DATASET ROWS -
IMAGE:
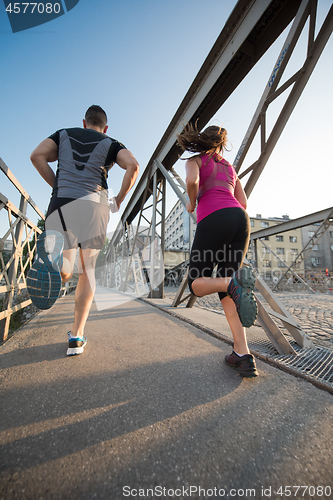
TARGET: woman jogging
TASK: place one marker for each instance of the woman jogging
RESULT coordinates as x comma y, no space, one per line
221,238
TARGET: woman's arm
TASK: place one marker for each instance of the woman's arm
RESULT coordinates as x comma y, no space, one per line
192,182
240,194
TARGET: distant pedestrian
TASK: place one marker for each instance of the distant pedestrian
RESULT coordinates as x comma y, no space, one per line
221,238
78,213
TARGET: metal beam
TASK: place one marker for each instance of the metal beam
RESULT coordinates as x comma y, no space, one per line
255,24
290,225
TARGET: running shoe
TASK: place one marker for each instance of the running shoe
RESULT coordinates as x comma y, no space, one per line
246,364
43,278
75,345
240,289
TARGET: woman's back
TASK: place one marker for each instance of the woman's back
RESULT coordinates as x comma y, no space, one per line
216,187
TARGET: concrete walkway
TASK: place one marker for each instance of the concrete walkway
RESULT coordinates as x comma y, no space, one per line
151,410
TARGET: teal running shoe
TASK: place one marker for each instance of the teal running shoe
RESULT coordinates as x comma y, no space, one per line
240,289
75,345
43,278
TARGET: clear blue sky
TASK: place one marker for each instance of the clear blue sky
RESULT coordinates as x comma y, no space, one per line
137,59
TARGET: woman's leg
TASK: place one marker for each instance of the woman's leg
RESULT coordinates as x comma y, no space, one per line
206,286
236,327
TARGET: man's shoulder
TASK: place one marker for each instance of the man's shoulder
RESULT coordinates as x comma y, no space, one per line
84,135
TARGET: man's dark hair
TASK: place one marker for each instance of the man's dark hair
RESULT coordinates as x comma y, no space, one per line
96,116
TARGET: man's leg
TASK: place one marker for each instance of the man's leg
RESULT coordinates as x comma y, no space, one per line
85,290
68,264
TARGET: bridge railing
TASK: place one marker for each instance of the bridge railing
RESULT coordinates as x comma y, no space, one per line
15,262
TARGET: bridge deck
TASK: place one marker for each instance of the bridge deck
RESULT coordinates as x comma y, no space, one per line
150,403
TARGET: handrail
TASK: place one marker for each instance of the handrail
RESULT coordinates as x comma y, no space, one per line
13,267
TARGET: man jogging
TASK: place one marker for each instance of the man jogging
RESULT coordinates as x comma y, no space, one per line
78,213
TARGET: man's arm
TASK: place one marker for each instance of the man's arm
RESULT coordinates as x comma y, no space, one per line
126,160
45,152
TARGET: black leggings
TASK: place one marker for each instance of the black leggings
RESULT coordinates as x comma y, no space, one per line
221,240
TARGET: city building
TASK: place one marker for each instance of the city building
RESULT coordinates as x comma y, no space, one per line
274,254
320,254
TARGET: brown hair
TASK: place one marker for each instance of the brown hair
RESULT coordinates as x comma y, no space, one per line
96,116
212,140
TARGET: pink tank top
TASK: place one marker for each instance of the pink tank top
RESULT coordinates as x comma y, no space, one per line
216,186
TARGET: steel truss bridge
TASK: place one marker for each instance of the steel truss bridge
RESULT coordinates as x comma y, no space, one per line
138,243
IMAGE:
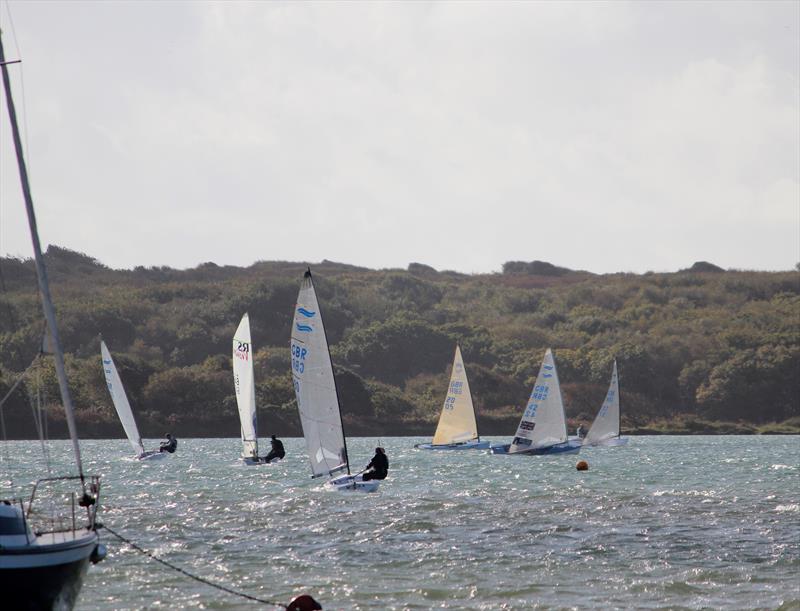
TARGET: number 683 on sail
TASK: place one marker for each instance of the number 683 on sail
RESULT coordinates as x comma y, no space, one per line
298,357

EXERCISE INSTRUCTIONS - Copy every entry exactly as written. Pictures are excluded.

OUTPUT OF THE EXERCISE -
IMAGE:
TARGET: woman jogging
TASK: place one marker for each instance of the woman jogging
RESULT coordinates as x comma y, no space, one per line
221,238
TARGET: woman's arm
TASK: place one marker for each instance of the woman's arm
RESULT coordinates as x comma y, no space, one per line
192,182
240,194
TARGET: distant pedestrian
TASK: place one marker for each instance of the distant pedestrian
RESULT coordinates as x comma y, no space, one per line
221,238
78,213
TARGET: metal beam
TASK: place one marker for each instance of the metal beam
RESULT coordinates as x comma y, no space, one per line
255,24
290,225
TARGET: running shoe
TASK: place one marker for each instance of the running shoe
RESULT coordinates as x comma y, no space, one per line
246,364
43,278
75,345
240,289
TARGET: woman's back
TASK: place one marker for each instance of the woman's back
RESULT coordinates as x comma y, no space, one per line
216,187
TARGET: concrete walkway
TASK: place one marker for each instance of the concrete walkway
RESULT coordinates as x comma y, no space, one per line
151,410
TARGET: teal running shoe
TASK: place one marker for each instance of the teal running shoe
RESULT coordinates as x comma y, no space, one per line
240,289
75,345
43,278
TARGET: clear blue sky
TASK: place one marker for each instance of the clear blue sky
RESULT coordinates as x comma y, no space, one per line
137,59
TARGET: woman's leg
TASK: place one marker for each instance of the woman's leg
RESULT coordinates as x comma y, no space, one per line
206,286
236,327
TARGET: man's shoulder
TASK: place one marker for each instance of the man's shoulder
RESULT coordinates as x comma y, no space, one per line
84,135
TARGET: man's dark hair
TASK: place one marker for each instance of the man's dark hair
RESULT coordinates as x comma y, no space, one per line
96,116
TARGET: man's leg
TASK: place one marker for each instance of the man's leg
RESULT coordinates as x comma y, no space, one per line
85,290
68,264
TARGET: bridge railing
TASK: place one marker for each instance of the bridge railing
RESULT coordinates as x comma y, no space, one per line
15,262
TARGET: bridge deck
TASK: place one marker for each instance of the bridge deck
RESULT coordinates as x comma y, no space, one per line
150,403
TARGET: handrail
TASK: place one marker for each instance of the handrail
RESULT coordinates as x comma y, no space, one per line
13,267
TARGET: man jogging
TASK: place one marker for each instance of the man jogging
RESULT coordinates as x comma y, no space, one per line
78,213
TARGET: man's arm
TASK: place one marker for each instance of the man's arm
RESULT coordinates as x comma y, no space, one per line
126,160
45,152
TARGET: black leggings
TASK: place one marker for each instance of the black leggings
RESULT coordinates as x comma y, no space, one per line
221,240
TARGET: city building
TASK: place one marker for each instance of the city building
RESULT coordinates as x comma y, no space, one per line
274,254
320,254
TARGET: brown hair
TASK: place one marker for each instance of the brown hair
RESULT coordinates as x comma y, no space, one per line
96,116
212,140
TARGET: pink tank top
TASK: place one marker for each instance of the pink tank top
RESULT coordinates as x comma y, no space, one per line
216,186
TARGET: steel truss bridge
TASK: place one marker for each instance of the steel truss bridge
RESULT coordinates as x comma y, no space, one per line
138,243
IMAGE:
TARGET: number 683 on sail
TASK: place one marker for each instance of the number 683 on sail
RESULT coordinates as x comma y, no space, one per line
298,357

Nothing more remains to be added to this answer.